== Stated goal ==
Format each line from the one containing "the black and" through the end of the records as a Markdown table with the columns No. and Line, numbering the rows and skipping blank lines. Leave the pictures out.

== Entries provided ==

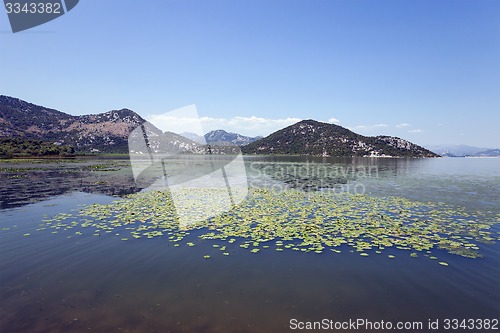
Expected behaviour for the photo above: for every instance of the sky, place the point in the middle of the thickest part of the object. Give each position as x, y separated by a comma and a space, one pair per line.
425, 70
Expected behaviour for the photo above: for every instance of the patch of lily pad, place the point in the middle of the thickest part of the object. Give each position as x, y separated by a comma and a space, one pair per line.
297, 220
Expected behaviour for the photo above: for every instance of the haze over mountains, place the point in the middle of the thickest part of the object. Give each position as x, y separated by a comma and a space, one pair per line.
108, 133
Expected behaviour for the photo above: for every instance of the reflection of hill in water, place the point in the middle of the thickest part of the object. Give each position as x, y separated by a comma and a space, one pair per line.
25, 183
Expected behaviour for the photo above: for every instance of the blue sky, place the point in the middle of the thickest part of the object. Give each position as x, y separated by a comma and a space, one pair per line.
426, 71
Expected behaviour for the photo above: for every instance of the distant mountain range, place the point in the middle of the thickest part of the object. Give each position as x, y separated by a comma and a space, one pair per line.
221, 138
464, 151
109, 132
310, 137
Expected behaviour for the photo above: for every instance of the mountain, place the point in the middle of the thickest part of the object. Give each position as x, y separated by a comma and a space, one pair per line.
455, 150
223, 138
105, 132
463, 151
310, 137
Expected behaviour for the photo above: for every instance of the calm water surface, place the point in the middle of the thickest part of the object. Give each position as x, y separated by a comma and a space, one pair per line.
52, 283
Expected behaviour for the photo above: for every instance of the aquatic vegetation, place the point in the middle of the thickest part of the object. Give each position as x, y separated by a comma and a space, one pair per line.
297, 220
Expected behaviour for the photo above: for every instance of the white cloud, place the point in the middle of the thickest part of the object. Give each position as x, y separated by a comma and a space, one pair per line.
251, 126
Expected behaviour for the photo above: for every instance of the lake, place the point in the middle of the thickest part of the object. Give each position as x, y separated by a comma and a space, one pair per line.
84, 273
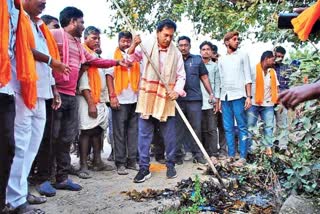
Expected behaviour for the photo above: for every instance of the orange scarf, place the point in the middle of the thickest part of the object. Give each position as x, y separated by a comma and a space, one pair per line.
51, 42
121, 76
302, 25
94, 79
26, 66
260, 85
5, 66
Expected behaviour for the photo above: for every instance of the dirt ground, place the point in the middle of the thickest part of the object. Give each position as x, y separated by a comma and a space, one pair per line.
102, 192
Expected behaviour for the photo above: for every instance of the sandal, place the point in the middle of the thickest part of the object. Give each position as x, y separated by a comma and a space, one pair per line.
46, 189
102, 167
27, 209
84, 174
214, 160
32, 199
268, 152
239, 163
68, 185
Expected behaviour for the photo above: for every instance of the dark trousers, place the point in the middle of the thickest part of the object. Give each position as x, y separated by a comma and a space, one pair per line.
222, 138
209, 132
7, 146
125, 134
158, 143
64, 131
146, 131
45, 158
192, 110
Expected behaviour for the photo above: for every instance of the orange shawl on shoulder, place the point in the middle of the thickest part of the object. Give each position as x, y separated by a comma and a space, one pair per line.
122, 77
26, 66
5, 66
94, 79
302, 25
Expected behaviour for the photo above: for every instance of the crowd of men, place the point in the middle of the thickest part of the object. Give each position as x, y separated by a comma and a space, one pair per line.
55, 89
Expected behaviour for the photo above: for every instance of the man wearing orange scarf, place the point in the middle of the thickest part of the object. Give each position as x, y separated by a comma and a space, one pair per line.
31, 88
265, 94
65, 126
16, 33
7, 103
93, 110
302, 26
123, 86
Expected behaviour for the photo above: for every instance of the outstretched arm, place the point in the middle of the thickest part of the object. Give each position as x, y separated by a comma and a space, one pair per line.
294, 96
54, 64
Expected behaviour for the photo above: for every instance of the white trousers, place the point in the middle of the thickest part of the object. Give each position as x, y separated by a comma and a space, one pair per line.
28, 131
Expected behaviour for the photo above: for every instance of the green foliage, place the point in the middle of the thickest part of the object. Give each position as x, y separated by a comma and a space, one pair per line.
303, 174
196, 197
213, 17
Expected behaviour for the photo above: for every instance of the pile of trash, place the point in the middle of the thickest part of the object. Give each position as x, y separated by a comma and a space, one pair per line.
251, 189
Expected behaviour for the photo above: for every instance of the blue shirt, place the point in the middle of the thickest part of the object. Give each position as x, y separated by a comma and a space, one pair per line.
194, 68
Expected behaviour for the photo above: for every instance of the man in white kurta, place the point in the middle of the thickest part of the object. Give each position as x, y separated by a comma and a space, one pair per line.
29, 124
93, 114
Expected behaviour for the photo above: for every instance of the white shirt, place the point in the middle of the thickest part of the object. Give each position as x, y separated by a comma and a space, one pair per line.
267, 89
127, 96
84, 84
45, 78
13, 22
235, 73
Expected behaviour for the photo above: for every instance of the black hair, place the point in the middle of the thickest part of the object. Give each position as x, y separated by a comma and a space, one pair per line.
215, 48
266, 54
91, 30
280, 49
68, 14
168, 23
184, 38
47, 19
124, 34
206, 43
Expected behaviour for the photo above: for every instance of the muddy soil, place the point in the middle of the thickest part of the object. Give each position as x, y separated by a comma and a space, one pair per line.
102, 192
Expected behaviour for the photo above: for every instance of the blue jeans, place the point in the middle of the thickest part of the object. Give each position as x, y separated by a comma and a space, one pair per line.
145, 135
266, 114
230, 110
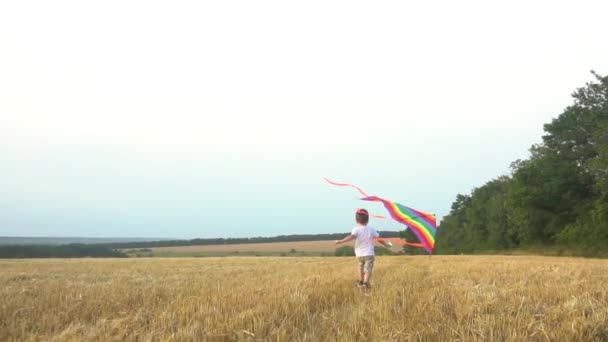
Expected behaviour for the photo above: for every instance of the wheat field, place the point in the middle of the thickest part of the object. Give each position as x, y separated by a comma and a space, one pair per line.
439, 298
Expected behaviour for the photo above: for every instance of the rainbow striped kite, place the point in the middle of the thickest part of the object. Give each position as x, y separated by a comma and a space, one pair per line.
422, 224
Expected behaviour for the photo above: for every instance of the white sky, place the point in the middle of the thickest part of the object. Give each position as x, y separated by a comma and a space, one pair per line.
144, 118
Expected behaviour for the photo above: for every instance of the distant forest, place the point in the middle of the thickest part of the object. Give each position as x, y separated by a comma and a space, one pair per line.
77, 250
231, 241
74, 250
558, 198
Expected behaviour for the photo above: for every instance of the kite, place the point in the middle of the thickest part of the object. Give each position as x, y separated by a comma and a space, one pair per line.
422, 224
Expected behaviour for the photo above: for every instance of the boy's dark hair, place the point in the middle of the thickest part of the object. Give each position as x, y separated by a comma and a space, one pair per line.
362, 216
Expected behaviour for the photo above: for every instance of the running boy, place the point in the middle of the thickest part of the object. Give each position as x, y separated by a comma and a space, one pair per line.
364, 246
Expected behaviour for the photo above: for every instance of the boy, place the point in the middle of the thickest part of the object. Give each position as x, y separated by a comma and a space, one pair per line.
364, 247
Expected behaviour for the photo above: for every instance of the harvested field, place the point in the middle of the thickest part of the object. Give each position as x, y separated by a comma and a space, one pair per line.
439, 298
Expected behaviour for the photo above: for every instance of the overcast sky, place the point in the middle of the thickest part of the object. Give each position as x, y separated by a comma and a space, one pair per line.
219, 118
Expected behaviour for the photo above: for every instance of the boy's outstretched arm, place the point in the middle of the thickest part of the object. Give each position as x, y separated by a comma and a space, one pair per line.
346, 239
384, 243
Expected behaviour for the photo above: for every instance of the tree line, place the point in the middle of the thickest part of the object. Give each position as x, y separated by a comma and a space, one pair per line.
75, 250
558, 197
230, 241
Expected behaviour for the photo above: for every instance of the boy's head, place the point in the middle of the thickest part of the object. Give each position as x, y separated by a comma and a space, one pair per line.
362, 217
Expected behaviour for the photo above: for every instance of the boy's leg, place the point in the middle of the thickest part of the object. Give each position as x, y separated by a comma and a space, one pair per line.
368, 268
361, 278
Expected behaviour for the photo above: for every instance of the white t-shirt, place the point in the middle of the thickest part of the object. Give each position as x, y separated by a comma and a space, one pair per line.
364, 245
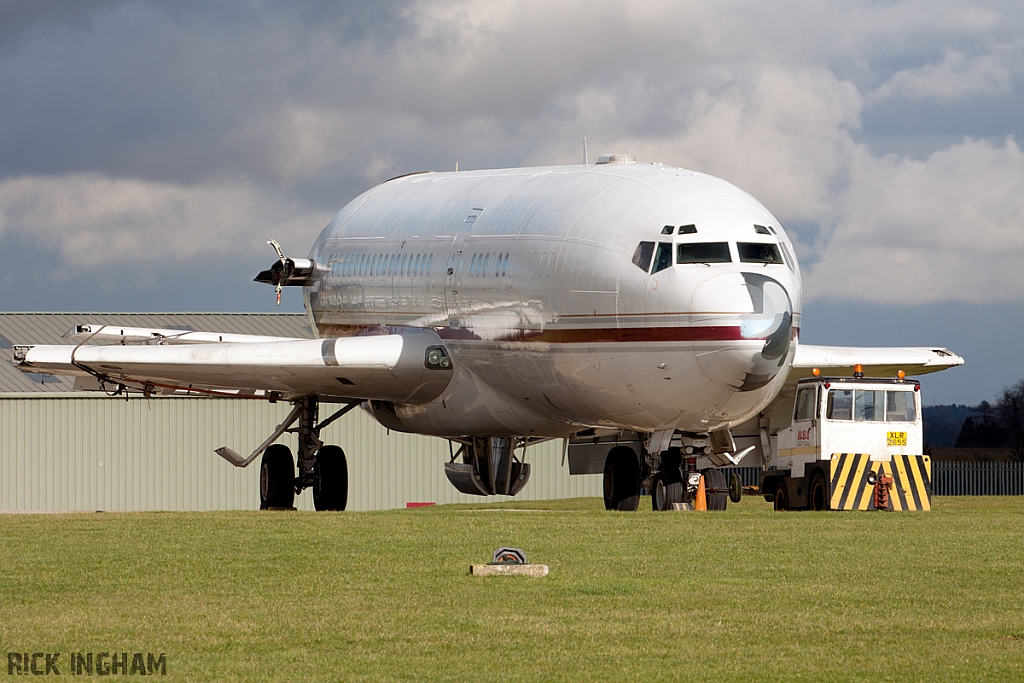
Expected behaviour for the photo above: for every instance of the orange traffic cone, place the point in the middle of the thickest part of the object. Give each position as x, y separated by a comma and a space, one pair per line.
700, 503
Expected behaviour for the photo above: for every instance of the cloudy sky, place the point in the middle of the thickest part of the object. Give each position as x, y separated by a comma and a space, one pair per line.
148, 150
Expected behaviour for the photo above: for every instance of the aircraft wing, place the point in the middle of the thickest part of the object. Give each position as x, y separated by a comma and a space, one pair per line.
877, 361
408, 368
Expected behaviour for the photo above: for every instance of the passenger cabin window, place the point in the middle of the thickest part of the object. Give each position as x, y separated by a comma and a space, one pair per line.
641, 257
805, 403
756, 252
704, 252
663, 259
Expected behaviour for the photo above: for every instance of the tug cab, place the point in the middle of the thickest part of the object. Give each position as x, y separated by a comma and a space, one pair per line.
854, 443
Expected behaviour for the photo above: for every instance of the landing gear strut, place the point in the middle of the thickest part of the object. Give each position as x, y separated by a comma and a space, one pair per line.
323, 468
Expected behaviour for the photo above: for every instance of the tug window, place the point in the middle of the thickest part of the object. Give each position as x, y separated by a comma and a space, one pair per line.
805, 403
756, 252
641, 257
900, 407
840, 404
867, 406
663, 259
704, 252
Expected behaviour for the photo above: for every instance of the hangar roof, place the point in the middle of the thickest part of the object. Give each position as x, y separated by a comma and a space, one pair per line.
50, 328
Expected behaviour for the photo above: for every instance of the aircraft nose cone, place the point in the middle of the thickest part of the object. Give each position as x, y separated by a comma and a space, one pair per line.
762, 309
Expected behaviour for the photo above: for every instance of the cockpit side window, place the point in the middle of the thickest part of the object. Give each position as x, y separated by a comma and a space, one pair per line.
641, 257
702, 252
756, 252
663, 259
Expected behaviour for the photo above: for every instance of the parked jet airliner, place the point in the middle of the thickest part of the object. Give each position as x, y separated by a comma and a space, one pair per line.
498, 308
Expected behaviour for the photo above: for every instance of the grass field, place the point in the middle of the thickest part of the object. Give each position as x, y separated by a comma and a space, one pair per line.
748, 594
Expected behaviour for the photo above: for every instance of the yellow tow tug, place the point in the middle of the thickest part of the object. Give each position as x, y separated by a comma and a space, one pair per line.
855, 443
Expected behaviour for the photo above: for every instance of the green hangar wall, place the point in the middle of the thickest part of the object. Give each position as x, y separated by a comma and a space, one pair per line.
72, 451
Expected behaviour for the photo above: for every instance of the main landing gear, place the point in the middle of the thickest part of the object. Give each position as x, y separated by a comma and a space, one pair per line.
667, 476
323, 468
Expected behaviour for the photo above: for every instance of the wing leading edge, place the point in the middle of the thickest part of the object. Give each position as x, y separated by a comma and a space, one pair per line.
877, 361
404, 368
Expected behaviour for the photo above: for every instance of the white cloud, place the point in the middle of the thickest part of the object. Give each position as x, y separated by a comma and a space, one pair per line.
946, 228
143, 118
955, 77
97, 222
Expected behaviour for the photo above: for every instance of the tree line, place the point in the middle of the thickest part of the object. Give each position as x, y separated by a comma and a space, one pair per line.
998, 425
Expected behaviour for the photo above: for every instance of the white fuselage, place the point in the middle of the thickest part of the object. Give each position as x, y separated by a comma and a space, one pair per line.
529, 278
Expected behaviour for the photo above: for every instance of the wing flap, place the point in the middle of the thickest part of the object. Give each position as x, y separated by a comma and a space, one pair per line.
390, 368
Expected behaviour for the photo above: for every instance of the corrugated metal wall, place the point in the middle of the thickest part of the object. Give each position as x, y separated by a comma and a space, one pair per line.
70, 452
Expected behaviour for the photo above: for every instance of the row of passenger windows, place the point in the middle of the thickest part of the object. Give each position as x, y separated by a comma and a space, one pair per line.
373, 265
702, 252
495, 265
858, 406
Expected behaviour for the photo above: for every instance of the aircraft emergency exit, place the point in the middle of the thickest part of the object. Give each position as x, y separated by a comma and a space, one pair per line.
499, 308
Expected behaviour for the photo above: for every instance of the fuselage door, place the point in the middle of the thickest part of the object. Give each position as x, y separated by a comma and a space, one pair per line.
453, 276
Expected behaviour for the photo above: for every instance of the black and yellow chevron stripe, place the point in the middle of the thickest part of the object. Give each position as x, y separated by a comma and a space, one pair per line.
911, 481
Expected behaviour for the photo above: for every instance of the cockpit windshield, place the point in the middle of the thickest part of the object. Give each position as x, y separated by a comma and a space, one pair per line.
702, 252
758, 252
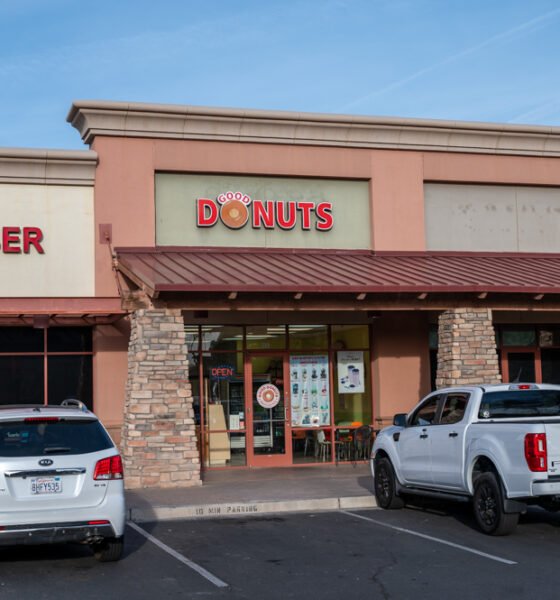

== Complete answer ==
| No. | Line |
|---|---|
| 1 | Expected behaviour for the photo above: for every instance of the black and yellow chevron stripe, place the point in the middle of the thickest part of the object. Give each position as x, y separated by a comma and a space, one pair per line. |
| 2 | 911, 481 |
| 3 | Expected behaviour for the photo above: for every instance of the cockpit windshield, place the point in the middle of the thickest part of the object. Give each position as x, y separated by a comma and a space, one pair per line. |
| 4 | 702, 252 |
| 5 | 758, 252 |